(EXTRACTED ENTRIES)
* * * * *

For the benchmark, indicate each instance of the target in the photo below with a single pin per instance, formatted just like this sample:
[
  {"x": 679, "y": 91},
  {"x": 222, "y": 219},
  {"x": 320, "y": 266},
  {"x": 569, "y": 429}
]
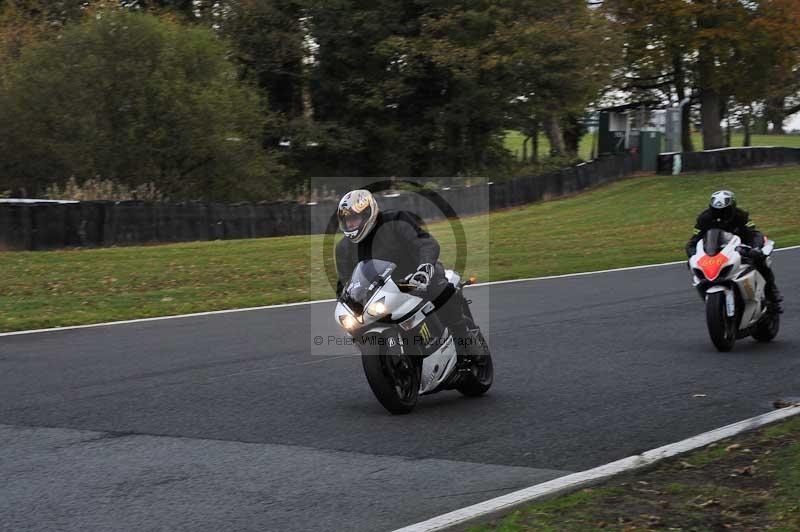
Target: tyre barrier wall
[
  {"x": 727, "y": 159},
  {"x": 42, "y": 226}
]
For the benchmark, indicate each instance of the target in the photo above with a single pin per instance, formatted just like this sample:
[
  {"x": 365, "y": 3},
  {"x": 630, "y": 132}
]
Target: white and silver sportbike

* * * * *

(STATED PROBLEM) Quote verbatim the line containing "the photo above" and every line after it through the end of the records above.

(EXPECTED ANSWER)
For the benchmark, indicate each instance of the target in the photo above with a single pin per instance, formatted just like this sample:
[
  {"x": 365, "y": 3},
  {"x": 630, "y": 132}
]
Target: white and silver sportbike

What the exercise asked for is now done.